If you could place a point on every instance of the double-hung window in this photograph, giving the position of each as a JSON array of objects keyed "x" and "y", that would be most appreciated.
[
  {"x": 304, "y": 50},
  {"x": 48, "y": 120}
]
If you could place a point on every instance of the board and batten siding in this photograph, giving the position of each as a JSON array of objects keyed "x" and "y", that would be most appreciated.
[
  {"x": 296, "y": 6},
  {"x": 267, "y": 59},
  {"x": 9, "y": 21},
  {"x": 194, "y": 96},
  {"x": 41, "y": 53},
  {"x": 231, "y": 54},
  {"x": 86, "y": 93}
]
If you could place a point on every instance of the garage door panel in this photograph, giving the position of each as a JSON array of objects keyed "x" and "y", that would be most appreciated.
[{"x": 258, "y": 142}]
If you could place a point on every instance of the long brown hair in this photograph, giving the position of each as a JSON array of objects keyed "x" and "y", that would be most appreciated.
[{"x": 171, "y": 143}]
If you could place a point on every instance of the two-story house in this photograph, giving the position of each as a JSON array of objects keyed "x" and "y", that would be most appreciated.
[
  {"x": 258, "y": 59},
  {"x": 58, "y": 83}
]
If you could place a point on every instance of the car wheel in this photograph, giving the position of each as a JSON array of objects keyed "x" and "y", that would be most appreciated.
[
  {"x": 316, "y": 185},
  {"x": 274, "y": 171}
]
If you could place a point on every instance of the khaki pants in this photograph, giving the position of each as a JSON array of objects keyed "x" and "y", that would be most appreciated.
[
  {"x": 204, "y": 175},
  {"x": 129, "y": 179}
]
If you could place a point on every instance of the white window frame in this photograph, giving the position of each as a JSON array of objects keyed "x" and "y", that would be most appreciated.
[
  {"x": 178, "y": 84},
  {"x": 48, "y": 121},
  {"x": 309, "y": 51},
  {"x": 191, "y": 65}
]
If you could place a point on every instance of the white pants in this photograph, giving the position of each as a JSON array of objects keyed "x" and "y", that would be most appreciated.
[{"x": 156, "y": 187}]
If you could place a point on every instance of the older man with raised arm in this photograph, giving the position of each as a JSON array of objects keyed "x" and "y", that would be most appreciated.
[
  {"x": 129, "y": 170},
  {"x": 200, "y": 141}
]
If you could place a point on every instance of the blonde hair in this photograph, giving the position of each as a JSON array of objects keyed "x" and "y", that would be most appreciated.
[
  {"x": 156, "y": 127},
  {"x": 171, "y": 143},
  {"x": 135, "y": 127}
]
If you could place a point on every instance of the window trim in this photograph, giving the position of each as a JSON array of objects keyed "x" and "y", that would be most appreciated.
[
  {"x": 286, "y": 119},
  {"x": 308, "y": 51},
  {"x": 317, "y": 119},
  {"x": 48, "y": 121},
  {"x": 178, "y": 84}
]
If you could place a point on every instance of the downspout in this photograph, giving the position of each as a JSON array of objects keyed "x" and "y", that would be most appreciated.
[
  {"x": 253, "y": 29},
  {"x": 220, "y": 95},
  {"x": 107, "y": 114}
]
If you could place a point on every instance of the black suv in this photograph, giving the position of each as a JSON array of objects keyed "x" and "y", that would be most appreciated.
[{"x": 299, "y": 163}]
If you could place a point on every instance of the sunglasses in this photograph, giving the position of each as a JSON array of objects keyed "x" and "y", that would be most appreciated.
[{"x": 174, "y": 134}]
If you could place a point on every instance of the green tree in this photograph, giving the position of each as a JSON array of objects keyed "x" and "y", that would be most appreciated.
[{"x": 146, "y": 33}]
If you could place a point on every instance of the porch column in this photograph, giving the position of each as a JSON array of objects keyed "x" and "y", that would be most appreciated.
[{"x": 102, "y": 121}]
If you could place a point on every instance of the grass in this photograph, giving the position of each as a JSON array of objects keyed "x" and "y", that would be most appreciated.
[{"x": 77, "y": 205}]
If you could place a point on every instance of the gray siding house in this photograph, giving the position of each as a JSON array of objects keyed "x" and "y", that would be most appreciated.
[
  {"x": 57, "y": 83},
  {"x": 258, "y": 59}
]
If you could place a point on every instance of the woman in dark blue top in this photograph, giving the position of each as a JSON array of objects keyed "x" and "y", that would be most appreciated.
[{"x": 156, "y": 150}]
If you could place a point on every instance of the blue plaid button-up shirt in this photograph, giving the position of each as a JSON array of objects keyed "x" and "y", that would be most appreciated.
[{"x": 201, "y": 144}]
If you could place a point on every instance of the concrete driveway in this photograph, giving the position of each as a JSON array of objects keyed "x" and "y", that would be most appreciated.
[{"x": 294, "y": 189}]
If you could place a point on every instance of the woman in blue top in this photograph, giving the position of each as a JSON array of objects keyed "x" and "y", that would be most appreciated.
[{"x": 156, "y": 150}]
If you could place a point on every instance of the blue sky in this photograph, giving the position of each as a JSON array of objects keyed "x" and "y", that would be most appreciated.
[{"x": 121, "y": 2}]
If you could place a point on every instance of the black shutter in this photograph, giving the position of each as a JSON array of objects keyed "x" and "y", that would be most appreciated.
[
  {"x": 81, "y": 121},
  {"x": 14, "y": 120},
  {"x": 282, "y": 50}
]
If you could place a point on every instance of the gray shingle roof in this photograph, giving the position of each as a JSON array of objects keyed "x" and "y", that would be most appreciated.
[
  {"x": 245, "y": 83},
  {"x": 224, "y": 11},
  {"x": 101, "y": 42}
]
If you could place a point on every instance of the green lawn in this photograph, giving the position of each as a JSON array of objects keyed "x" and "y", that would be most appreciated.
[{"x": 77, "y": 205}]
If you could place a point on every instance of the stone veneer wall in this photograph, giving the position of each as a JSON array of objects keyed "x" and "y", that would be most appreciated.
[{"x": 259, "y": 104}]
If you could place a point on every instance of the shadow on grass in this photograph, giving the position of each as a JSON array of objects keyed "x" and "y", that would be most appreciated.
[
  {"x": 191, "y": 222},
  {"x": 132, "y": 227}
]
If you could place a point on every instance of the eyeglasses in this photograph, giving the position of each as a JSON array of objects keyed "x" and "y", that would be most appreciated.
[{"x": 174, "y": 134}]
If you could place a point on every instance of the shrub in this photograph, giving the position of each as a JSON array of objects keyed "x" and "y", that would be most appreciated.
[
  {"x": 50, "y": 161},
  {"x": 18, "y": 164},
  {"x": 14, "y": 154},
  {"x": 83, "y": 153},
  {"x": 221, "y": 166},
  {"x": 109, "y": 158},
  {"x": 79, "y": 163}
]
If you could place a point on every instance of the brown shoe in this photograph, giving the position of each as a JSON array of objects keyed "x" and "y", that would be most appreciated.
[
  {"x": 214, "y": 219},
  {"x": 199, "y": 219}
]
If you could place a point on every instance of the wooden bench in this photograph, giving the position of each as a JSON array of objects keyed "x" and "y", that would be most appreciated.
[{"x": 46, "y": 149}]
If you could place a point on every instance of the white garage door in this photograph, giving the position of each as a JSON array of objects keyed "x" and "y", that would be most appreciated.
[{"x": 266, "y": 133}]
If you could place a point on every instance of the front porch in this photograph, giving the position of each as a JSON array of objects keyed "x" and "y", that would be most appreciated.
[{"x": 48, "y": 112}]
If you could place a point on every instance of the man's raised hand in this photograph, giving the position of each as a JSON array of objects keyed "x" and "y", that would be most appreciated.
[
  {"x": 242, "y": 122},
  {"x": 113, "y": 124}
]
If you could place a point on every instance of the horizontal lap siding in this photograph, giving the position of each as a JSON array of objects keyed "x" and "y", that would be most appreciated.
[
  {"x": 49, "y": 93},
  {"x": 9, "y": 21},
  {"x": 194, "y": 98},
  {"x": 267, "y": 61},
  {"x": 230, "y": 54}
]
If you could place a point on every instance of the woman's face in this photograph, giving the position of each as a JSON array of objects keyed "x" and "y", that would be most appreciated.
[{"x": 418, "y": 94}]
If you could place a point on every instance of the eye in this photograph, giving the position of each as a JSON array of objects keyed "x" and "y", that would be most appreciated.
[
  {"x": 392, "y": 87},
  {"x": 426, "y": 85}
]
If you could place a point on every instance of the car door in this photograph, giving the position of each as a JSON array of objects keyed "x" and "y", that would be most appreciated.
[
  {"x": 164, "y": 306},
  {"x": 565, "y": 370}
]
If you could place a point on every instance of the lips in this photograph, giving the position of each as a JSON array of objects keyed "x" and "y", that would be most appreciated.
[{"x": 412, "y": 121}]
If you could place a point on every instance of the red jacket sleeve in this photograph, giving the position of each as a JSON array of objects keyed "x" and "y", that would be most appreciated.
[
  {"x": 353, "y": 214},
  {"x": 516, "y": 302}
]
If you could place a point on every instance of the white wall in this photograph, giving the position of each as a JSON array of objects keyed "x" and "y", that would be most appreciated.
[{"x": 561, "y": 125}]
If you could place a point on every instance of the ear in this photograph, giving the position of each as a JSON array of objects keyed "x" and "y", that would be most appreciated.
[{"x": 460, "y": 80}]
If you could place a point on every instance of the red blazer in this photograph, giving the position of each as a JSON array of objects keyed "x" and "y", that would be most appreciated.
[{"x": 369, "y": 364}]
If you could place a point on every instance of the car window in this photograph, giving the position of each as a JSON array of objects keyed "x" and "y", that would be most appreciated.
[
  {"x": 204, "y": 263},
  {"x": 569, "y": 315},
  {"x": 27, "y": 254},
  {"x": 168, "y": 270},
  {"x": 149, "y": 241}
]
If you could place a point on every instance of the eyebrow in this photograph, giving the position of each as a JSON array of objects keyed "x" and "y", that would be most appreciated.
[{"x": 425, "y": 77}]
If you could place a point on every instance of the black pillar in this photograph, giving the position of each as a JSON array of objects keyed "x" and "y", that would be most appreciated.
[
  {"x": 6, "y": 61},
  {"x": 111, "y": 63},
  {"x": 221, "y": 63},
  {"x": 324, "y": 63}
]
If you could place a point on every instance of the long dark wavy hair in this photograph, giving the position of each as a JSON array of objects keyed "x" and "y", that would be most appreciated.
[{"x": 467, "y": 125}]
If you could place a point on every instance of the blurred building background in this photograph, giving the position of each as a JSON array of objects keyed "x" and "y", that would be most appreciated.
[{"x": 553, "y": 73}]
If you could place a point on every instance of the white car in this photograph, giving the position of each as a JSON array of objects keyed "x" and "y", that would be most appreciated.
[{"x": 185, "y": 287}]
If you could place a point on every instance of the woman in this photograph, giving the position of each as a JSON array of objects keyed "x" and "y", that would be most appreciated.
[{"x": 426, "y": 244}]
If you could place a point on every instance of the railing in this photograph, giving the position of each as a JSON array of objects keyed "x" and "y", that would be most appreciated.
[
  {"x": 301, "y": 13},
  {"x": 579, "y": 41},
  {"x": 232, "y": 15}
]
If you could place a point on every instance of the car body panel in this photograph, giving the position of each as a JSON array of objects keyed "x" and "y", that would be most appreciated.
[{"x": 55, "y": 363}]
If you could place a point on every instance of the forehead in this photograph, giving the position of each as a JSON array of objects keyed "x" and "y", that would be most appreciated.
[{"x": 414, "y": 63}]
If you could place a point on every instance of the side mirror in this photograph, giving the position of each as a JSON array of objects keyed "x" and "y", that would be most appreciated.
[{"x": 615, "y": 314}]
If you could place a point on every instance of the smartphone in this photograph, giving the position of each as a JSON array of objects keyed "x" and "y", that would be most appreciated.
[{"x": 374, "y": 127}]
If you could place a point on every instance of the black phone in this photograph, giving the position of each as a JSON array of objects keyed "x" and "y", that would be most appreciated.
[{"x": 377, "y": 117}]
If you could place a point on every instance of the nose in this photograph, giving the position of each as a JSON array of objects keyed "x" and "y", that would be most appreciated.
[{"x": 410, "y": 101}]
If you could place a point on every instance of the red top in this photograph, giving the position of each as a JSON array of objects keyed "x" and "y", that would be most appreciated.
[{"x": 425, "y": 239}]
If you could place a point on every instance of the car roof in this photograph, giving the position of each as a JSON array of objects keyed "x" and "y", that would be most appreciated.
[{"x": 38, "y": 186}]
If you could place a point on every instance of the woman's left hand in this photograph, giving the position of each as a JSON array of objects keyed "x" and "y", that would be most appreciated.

* * * * *

# TASK TO CARRY OUT
A reply should hold exactly the lines from the one containing "the car body" through the end of the data above, nothing more.

# SOLVED PROBLEM
If you could place a point on every instance of the car body panel in this photograph, giving the position of each as a JSON array of objects keyed "x" and "y", that would be most appreciated.
[{"x": 55, "y": 363}]
If you could place a point on every instance of the forehead in this photograph, giving the position of each as a JSON array of objects keyed "x" and "y", that would be most appreciated.
[{"x": 414, "y": 63}]
If you could place a point on every instance of the side mirror in this photograph, giving the position of each as a JSON array of objects keyed "x" and "y", that would be most appreciated.
[{"x": 615, "y": 314}]
If you could place a point on every instance of the smartphone in this photograph, giving the position of each as a JSON array of objects keyed "x" and "y", that would be most appreciated.
[{"x": 374, "y": 127}]
If you could place a point on every instance of the black phone in this photograph, giving the position of each as a JSON array of objects keyed "x" and "y", that would be most appreciated.
[{"x": 377, "y": 117}]
If you could place a point on every instance of the nose in this photograph, giving the position of each as a JSON array of objects keyed "x" and "y", that would be most appreciated.
[{"x": 410, "y": 101}]
If you could place a point on every instance of the red top in this photograph, giving the position of each as a JSON array of objects keyed "x" and "y", that would be most appreciated.
[{"x": 425, "y": 239}]
If you could place a point on every instance of the car roof in this photograph, giving the position of each as a JSON array of objects keyed "x" and "y", that would be most appreciated.
[{"x": 38, "y": 186}]
If you could place a point on every instance of the woman's left hand in this photograph, giving the position of each as a JSON array of objects keyed "x" and "y", that would be most appreciated.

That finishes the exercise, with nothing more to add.